→ **PROMPT**: Your task is to transcribe the entries below exactly, beginning with the line containing "Would you kindly point to the sweater neckline" and ending with the final line, and to add nothing else.
Top of RECORD SET
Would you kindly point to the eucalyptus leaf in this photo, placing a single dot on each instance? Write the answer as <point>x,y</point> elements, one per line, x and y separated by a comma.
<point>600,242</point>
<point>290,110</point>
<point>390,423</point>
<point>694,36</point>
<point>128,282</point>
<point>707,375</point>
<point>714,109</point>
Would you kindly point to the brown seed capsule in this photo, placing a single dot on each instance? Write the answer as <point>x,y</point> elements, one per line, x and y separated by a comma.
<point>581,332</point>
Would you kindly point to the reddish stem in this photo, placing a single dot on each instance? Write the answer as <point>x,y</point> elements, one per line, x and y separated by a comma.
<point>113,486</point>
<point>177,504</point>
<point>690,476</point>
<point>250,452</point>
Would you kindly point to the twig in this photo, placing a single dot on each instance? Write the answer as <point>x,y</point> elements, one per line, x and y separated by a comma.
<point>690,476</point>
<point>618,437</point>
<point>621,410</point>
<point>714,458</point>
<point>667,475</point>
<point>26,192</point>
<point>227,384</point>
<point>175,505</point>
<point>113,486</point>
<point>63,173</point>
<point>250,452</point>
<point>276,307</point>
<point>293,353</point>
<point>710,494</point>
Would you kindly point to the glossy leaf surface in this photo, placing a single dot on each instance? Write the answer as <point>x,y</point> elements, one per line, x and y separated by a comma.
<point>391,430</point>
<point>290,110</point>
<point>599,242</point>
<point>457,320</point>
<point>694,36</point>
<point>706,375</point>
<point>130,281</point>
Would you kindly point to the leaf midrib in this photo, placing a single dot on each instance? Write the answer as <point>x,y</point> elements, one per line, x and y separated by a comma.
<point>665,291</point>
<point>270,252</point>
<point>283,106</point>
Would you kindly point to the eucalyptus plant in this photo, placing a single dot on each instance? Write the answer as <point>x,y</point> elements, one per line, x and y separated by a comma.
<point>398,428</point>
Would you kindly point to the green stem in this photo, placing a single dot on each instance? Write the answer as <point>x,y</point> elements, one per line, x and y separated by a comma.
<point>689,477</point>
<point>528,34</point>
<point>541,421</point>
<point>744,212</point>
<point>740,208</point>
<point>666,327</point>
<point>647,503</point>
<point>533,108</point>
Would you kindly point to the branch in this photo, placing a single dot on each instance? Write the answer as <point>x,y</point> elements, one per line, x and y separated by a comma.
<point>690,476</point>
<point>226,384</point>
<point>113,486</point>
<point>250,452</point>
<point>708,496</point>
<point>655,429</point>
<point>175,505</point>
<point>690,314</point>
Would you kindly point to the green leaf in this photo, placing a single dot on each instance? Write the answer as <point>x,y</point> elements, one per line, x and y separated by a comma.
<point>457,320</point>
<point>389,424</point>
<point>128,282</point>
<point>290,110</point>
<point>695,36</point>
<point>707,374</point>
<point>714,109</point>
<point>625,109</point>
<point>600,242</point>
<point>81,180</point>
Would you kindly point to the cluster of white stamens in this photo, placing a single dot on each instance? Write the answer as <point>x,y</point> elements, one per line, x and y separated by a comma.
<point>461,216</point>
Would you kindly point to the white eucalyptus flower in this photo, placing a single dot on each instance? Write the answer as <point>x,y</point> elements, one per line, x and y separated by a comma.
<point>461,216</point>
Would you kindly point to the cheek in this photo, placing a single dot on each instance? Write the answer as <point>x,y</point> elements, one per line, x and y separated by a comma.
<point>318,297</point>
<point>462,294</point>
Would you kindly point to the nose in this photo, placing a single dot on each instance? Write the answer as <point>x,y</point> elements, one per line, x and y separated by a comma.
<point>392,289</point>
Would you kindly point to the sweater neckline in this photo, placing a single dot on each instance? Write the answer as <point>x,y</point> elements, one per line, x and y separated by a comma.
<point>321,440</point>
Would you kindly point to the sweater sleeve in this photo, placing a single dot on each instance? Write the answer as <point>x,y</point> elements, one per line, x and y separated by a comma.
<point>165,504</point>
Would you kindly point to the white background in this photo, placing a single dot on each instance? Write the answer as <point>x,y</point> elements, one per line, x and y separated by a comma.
Bottom of RECORD SET
→ **SOLVED PROBLEM**:
Would you kindly point to the sweater neckline in this photo, placing a single dot on each instance? Write the answer as <point>x,y</point> elements, one per line, x and y separated by a comma.
<point>321,440</point>
Would you kindly point to the sweater sleeve in this photo, placing a single dot on each instance? Write the answer as <point>x,y</point> elements, one per line, x and y separated by a comma.
<point>165,504</point>
Would you kindly point to the white background in this photo, placing a single dot on each instance? Write the answer as <point>x,y</point> elements, one per line, x and y separated by a comma.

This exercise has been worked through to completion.